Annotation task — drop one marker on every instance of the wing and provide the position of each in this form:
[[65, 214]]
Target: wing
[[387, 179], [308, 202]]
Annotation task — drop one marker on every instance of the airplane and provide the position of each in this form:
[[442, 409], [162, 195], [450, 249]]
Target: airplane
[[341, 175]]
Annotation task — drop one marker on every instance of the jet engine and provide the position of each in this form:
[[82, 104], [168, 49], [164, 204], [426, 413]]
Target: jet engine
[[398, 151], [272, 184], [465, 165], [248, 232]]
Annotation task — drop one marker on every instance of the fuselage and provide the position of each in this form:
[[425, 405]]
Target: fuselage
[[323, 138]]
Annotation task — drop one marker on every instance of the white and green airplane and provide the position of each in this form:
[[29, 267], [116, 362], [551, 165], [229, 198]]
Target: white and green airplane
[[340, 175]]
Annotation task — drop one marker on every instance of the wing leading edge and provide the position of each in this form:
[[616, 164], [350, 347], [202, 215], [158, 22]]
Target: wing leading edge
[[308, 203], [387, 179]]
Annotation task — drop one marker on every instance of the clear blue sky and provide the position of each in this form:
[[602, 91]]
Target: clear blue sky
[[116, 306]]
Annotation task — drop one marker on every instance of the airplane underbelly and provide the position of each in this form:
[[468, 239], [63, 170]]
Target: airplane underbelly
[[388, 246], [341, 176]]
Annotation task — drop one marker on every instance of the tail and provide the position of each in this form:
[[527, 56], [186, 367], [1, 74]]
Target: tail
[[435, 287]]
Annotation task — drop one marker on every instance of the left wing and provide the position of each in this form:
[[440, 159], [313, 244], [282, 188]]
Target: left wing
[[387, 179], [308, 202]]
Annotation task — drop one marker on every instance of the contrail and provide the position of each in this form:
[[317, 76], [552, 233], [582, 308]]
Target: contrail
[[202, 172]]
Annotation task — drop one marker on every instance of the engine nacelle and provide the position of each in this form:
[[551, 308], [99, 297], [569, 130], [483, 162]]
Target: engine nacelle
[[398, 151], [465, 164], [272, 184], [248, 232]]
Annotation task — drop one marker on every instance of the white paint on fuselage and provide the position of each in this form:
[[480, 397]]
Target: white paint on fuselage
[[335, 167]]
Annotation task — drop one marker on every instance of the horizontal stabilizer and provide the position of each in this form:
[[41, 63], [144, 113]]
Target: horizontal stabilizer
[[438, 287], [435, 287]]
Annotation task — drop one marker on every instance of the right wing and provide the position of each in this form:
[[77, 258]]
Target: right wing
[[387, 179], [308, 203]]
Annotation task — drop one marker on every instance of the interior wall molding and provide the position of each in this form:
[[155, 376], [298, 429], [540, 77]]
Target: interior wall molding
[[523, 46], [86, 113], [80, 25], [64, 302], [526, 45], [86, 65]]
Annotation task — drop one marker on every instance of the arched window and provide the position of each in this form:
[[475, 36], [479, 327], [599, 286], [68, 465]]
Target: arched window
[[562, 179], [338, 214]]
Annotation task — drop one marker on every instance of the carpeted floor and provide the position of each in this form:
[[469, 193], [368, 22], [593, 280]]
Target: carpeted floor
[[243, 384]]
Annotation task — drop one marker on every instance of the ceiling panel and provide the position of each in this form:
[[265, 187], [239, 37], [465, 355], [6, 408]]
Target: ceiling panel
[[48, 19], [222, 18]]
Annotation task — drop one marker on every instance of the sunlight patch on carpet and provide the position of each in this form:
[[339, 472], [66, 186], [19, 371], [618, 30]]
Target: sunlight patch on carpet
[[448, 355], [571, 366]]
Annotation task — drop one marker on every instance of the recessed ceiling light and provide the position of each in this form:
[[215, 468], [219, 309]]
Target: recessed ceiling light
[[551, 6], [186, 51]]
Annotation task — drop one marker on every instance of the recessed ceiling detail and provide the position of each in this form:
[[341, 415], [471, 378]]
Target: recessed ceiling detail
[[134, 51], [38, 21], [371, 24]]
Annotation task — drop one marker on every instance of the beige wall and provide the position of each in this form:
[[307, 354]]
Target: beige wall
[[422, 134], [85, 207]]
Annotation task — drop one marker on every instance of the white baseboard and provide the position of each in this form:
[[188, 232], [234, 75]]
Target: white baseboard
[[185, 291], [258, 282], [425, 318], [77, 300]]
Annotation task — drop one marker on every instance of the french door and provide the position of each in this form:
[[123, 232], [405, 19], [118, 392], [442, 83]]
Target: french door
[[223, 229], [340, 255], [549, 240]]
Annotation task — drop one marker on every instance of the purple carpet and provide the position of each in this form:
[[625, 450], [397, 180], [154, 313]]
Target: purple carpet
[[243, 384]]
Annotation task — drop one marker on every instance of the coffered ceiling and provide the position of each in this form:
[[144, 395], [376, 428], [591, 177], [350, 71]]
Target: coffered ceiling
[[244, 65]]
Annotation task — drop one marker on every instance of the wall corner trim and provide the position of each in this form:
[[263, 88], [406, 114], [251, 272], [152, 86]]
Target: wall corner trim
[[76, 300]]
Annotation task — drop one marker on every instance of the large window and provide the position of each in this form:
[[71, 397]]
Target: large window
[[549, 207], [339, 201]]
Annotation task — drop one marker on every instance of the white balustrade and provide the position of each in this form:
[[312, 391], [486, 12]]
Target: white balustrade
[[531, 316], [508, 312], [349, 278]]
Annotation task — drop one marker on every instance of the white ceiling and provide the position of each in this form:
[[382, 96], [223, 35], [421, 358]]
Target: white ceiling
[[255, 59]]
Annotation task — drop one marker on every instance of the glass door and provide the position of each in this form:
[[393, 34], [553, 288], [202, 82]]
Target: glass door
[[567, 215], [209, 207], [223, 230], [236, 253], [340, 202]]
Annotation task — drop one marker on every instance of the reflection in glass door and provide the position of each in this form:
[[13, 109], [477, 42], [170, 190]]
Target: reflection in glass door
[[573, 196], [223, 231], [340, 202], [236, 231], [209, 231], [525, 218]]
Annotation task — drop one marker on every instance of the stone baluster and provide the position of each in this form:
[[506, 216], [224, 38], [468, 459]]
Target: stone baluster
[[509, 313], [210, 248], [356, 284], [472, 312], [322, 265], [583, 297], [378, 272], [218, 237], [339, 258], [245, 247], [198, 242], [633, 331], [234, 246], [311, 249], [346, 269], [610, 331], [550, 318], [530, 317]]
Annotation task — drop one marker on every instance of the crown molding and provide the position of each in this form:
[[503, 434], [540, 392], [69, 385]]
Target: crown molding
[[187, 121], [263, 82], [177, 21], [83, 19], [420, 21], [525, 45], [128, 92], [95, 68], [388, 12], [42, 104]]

+===+

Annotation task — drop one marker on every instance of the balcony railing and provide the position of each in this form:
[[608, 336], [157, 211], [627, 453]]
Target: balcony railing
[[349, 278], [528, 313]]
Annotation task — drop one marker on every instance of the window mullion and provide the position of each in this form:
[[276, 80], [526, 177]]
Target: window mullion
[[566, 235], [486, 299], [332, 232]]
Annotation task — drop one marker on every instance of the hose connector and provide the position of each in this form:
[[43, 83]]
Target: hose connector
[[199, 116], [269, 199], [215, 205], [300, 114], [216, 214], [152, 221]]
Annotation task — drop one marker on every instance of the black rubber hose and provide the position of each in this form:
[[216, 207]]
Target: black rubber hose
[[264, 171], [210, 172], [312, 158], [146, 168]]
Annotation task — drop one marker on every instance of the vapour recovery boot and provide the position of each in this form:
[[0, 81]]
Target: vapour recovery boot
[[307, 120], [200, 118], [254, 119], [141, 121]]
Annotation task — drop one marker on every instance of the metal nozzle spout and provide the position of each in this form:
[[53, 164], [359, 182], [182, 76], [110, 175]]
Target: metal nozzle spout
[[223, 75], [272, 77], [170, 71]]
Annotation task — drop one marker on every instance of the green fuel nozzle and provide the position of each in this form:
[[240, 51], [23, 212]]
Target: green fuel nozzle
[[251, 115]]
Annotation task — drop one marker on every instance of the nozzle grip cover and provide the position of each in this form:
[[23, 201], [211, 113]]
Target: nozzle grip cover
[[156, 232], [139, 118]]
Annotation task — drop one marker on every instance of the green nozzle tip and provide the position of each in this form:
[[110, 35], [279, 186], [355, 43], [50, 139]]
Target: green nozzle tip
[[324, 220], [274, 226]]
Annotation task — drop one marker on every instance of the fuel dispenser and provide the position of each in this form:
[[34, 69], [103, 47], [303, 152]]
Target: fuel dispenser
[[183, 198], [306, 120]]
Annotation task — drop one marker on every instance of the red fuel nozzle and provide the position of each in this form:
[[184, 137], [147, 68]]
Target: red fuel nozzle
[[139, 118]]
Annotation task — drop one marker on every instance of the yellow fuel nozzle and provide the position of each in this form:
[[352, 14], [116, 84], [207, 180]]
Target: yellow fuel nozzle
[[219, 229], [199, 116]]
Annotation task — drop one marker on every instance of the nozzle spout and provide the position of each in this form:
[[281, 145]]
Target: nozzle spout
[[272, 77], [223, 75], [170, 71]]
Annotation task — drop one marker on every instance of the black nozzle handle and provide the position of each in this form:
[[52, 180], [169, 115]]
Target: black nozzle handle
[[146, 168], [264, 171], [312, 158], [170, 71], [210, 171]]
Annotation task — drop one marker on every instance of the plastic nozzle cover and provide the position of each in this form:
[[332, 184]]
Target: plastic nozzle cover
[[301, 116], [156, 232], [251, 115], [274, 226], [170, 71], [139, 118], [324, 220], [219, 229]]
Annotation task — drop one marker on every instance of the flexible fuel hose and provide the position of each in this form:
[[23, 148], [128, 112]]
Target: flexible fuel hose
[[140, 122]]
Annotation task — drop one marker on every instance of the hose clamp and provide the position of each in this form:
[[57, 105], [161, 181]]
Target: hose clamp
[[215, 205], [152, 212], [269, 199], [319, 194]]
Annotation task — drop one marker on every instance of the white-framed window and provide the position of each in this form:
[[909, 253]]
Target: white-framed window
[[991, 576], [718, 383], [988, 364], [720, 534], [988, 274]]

+===+

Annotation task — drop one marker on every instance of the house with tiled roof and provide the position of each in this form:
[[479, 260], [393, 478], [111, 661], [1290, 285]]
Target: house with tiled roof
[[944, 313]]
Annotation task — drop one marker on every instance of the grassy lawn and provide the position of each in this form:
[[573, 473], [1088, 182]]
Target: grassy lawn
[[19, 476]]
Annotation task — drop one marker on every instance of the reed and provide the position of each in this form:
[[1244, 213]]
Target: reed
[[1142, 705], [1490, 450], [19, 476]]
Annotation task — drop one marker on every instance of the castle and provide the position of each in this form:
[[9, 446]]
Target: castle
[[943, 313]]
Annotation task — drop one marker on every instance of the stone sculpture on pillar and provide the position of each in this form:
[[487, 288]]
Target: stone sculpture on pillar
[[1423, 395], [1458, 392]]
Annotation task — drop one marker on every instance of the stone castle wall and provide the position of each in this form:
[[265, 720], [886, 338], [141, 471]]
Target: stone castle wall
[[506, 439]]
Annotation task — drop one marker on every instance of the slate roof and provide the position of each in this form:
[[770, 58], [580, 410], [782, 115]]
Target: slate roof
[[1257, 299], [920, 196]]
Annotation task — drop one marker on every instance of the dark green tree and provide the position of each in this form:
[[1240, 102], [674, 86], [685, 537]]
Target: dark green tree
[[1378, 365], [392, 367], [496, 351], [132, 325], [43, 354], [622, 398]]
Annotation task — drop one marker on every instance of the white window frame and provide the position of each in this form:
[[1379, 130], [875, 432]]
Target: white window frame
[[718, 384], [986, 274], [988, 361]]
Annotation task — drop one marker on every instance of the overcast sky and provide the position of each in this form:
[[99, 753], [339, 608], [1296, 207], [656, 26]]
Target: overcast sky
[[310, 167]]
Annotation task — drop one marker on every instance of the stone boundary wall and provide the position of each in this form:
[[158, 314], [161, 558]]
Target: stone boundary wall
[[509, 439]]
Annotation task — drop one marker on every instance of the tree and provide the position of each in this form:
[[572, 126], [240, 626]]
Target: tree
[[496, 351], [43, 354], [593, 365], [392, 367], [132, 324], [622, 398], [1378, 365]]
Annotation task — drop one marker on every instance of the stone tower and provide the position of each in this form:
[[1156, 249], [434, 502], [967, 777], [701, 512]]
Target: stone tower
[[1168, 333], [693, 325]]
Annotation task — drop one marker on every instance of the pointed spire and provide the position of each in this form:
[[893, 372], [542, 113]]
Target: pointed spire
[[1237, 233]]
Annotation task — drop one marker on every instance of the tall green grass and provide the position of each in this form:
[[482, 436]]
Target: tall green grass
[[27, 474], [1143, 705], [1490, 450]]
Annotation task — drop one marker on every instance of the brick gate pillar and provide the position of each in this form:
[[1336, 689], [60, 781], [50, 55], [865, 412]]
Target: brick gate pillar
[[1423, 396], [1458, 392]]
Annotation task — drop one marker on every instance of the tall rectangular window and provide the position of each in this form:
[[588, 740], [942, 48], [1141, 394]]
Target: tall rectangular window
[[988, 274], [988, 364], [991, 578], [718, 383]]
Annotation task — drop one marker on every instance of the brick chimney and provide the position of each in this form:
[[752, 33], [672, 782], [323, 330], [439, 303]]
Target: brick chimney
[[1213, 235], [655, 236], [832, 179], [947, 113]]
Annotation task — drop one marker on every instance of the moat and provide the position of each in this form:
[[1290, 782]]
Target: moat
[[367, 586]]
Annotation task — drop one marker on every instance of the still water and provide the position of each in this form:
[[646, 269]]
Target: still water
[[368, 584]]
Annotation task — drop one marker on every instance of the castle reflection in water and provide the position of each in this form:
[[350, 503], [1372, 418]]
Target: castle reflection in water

+===+

> **What you need to do**: Of the lines above, extract only those from the line with "the wing and" to the line with "[[442, 409], [162, 195], [450, 249]]", both included, exactly as written.

> **Reply**:
Annotation task — drop one marker on every instance of the wing and provide the position of each in this form:
[[65, 214]]
Target: wing
[[387, 179], [308, 202]]
Annotation task — drop one marker on every instance of the airplane and provide the position of each in this form:
[[442, 409], [162, 195], [450, 249]]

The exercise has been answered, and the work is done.